(What the exercise asks):
Reproduce the entries in full. Exclude all images from the copy.
------------
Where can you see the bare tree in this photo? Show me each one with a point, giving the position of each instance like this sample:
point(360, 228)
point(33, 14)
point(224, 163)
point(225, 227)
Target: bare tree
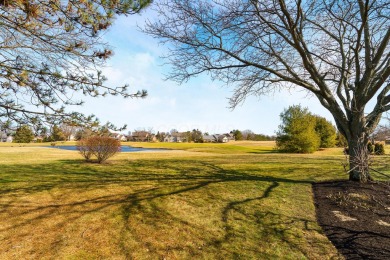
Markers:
point(50, 49)
point(337, 50)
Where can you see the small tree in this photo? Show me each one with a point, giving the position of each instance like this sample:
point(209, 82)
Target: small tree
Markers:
point(237, 135)
point(102, 147)
point(57, 134)
point(297, 132)
point(23, 134)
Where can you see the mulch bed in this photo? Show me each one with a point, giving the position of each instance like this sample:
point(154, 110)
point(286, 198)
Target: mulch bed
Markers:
point(355, 217)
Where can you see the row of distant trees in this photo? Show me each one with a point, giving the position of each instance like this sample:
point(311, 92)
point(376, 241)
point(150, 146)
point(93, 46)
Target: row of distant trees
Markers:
point(196, 135)
point(303, 132)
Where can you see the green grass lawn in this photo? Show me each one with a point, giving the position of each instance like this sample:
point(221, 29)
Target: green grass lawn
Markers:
point(201, 201)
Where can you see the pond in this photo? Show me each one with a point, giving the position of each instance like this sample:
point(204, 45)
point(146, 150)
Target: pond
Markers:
point(124, 148)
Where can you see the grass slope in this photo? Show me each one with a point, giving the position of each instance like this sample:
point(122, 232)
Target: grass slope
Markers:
point(216, 201)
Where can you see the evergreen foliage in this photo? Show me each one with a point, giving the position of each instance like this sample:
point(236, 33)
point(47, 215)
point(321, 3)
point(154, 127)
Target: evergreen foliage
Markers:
point(51, 49)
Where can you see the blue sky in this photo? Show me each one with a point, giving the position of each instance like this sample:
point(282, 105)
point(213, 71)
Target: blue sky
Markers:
point(199, 103)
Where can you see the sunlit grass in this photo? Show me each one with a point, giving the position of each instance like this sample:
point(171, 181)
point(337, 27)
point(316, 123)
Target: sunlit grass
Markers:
point(235, 200)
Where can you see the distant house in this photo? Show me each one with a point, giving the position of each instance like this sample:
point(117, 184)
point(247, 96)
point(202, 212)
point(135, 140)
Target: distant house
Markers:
point(209, 139)
point(140, 136)
point(230, 137)
point(5, 138)
point(117, 135)
point(222, 139)
point(217, 138)
point(174, 138)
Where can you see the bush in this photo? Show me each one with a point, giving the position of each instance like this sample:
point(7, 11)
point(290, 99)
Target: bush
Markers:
point(297, 132)
point(84, 149)
point(379, 149)
point(102, 147)
point(23, 134)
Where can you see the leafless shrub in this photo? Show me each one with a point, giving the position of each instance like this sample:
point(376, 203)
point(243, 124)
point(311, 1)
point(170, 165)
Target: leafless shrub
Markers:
point(102, 147)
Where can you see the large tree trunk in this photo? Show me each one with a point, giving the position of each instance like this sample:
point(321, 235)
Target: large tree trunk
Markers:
point(359, 156)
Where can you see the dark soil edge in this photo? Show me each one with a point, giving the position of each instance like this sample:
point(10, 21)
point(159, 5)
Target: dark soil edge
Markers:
point(360, 239)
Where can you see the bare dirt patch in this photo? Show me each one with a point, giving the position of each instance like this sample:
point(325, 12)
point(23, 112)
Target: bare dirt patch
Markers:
point(355, 217)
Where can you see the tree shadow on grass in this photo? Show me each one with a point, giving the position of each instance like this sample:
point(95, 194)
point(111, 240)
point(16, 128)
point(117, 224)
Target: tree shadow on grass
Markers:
point(140, 185)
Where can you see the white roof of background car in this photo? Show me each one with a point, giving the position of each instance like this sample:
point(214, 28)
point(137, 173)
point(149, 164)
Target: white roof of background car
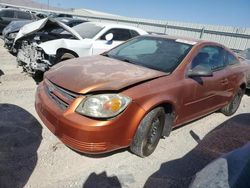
------------
(The answer):
Where can you see the bare tree in this photo? Show me each one with a point, giving the position of each instance like this sample:
point(360, 228)
point(33, 14)
point(224, 163)
point(225, 227)
Target: bare tree
Markers:
point(50, 49)
point(337, 50)
Where can you see the small tree in this photo? Show me each one with a point, giving the position of each instance like this sample:
point(209, 82)
Target: small tree
Markers:
point(237, 135)
point(102, 147)
point(57, 134)
point(297, 132)
point(23, 134)
Where can you see the mulch bed in this photo? Show me each one with a point, giving the position of each instance like this sample:
point(154, 110)
point(286, 198)
Target: mulch bed
Markers:
point(355, 217)
Where can you see the row of distant trees in this photo? Show me each one with a point, giving the position of each instance like this sample:
point(311, 92)
point(376, 241)
point(150, 146)
point(93, 46)
Target: row of distant trees
Markers:
point(196, 135)
point(303, 132)
Where can you see the green grass lawn in this photo? Show me each one with a point, giving the position of each instance like this sample:
point(221, 29)
Target: green grass lawn
Markers:
point(201, 201)
Where can you see the pond in this photo? Show me each one with a point, giving the position of each instance like this sample:
point(204, 45)
point(146, 150)
Target: pond
Markers:
point(124, 148)
Where can you see the grass slope in this photo? Show me each one with a point, giving the position of each instance like this sample:
point(122, 232)
Target: grass slope
Markers:
point(216, 201)
Where can you see the evergreen foliage in this photo? Show me each one with a point, giving the position of each instance like this sample:
point(236, 33)
point(47, 215)
point(321, 3)
point(154, 127)
Target: evergreen foliage
Markers:
point(51, 49)
Where can you see the blue sky in this photo? Show me each one with a point, giving the position of each instance like this sample:
point(282, 105)
point(213, 71)
Target: blue sky
Markers:
point(199, 103)
Where can you see the sunlit grass in this photo? Show me each one with a point, giving the position of each instance like this sample:
point(171, 181)
point(337, 27)
point(316, 123)
Target: sunlit grass
Markers:
point(235, 200)
Where can you see the distant house in this photo? Show me each one with a point, giving the position of each instance like this sample:
point(117, 184)
point(247, 96)
point(202, 212)
point(135, 140)
Target: distant house
Markers:
point(209, 139)
point(140, 136)
point(230, 137)
point(5, 138)
point(117, 135)
point(222, 139)
point(217, 138)
point(174, 138)
Where can you see the bush in this photo? Show me each one with a point, giving the position of each instance like this sample:
point(7, 11)
point(290, 99)
Target: bush
Markers:
point(297, 132)
point(84, 149)
point(379, 149)
point(102, 147)
point(23, 134)
Where can you see the leafless shrub in this photo? Show me each one with a point, giving the position of each instance like this sample:
point(376, 203)
point(243, 124)
point(311, 1)
point(170, 165)
Target: leafless shrub
Markers:
point(102, 147)
Where can you see the large tree trunk in this photo? Show me each one with a point, giving the position of each instance like this sample:
point(321, 235)
Target: large tree trunk
Markers:
point(359, 156)
Where can you see the dark soil edge in this photo? Show me each one with a point, giving the position of each instance like this sample:
point(10, 21)
point(159, 5)
Target: dark soil edge
Markers:
point(360, 239)
Where can you see the bare dirt patch in this photo? Show me each one with a point, giving the position of each instance like this sample:
point(325, 12)
point(23, 112)
Target: bare dirt patch
Markers:
point(355, 217)
Where can you see the tree shadow on grass in this photo? Show me each one with a point, giving the position of each instance like this sample:
point(95, 194)
point(111, 240)
point(16, 128)
point(117, 224)
Target: tree shadow on grass
Markers:
point(140, 185)
Where can you see the white roof of background car in this photo? Show me each one with a point, giving the position of each instance like this sample:
point(214, 28)
point(137, 173)
point(149, 164)
Target: white roof of background car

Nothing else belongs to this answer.